Content starts
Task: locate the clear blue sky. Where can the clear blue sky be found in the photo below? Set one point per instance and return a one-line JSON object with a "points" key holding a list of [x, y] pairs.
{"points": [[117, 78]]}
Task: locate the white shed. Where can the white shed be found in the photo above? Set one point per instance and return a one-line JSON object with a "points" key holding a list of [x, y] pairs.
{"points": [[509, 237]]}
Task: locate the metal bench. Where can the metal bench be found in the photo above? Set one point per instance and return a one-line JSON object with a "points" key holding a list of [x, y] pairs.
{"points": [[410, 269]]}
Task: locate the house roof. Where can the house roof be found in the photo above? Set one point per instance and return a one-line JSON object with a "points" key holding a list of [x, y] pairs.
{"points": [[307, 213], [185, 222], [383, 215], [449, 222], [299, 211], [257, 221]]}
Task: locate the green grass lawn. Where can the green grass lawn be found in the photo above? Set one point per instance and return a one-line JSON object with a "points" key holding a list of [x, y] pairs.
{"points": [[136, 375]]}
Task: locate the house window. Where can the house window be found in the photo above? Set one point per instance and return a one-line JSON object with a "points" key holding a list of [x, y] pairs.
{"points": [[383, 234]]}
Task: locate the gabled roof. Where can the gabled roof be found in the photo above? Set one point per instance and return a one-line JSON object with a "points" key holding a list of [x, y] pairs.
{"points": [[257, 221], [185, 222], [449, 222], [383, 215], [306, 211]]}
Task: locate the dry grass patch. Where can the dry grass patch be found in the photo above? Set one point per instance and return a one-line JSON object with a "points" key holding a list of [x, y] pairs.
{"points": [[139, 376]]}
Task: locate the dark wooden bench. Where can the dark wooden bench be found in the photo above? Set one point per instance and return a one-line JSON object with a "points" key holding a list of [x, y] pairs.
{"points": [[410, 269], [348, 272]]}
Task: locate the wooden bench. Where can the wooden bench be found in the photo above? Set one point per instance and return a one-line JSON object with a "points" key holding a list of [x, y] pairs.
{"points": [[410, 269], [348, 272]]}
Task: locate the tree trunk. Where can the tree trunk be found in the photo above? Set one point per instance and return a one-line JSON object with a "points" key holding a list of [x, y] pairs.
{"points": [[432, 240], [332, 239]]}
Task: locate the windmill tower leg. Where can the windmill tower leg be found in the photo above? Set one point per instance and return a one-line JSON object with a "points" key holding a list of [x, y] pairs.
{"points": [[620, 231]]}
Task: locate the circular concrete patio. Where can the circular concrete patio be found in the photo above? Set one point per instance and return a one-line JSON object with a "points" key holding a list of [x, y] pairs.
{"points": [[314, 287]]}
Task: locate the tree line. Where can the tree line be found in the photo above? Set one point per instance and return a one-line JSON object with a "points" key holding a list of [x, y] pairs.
Content ends
▸ EXERCISE PROMPT: Give the data again. Keep every line identical.

▸ OUTPUT FOR THIS EXERCISE:
Task: locate the clear blue sky. Where can the clear blue sky be found in the photo below? Set one point per instance and return a one-line JSON object with a "points" key holding a list of [x, y] pairs.
{"points": [[117, 78]]}
Task: locate the white shed. Where can the white shed be found in the photo above? Set one point per instance and return a one-line JSON object with a "points" key holding a list of [x, y] pairs.
{"points": [[509, 237]]}
Task: locate the metal bench. Where can the metal bench be found in the photo above? Set one point per instance and return a one-line JSON object with a "points" key holding a list of [x, y] pairs.
{"points": [[410, 269]]}
Task: locate the house roof. Where can the house roof be found in the photo above? Set one point per instance and return a one-line JSON object with a "points" key holding a list of [x, y] pairs.
{"points": [[307, 213], [185, 222], [383, 215], [449, 222], [299, 211], [257, 221]]}
Task: locate the green grass lawn. Where can the green grass lawn be found in the photo above? Set one point per instance and return a one-line JSON object with a "points" key holding a list of [x, y] pairs.
{"points": [[136, 375]]}
Task: locate the house window. Where can the house window be found in the photo above? Set one point per instance and return a one-line JSON object with a "points" key holding a list of [x, y] pairs.
{"points": [[383, 234]]}
Task: locate the gabled roof. Where can the gabled roof be found in the photo above? Set one point per instance and return a one-line JSON object with a "points" key holding a list of [x, y] pairs.
{"points": [[257, 221], [185, 222], [449, 222], [383, 215], [306, 211]]}
Task: locate the dry grass patch. Where can the dry grass patch be found in the photo above? Set one point per instance and return a one-line JSON object with a "points" key holding a list of [x, y] pairs.
{"points": [[139, 376]]}
Task: locate the dark wooden bench. Where can the dark wooden bench be found in the photo above? Set one point per instance and return a one-line JSON object with a "points" key holding a list of [x, y] pairs.
{"points": [[410, 269], [348, 272]]}
Task: locate the wooden bench. Where can the wooden bench be found in the photo above? Set one point per instance and return a one-line JSON object with a "points" key holding a list of [x, y] pairs.
{"points": [[410, 269], [348, 272]]}
Task: locate the tree trunk. Where can the tree trunk be found in the photo above? Set one point per instance and return a one-line JSON object with a "points" key holding a list of [x, y] pairs.
{"points": [[432, 240], [332, 239]]}
Task: locate the windmill tower leg. Where can the windmill tower leg be found in the photo above? Set one point per instance and return a one-line JSON object with a "points" key holding a list of [x, y] pairs.
{"points": [[620, 231]]}
Task: locate the circular concrete patio. Where can the circular concrete patio be found in the photo above? Set one point per instance and return a one-line JSON object with a "points" key holding a list of [x, y] pairs.
{"points": [[314, 287]]}
Task: locate the tree line. Where can the tree line be found in the photo above? Set one point per instance and return a one-line JSON object with a "points" key holding a list of [x, y] pairs.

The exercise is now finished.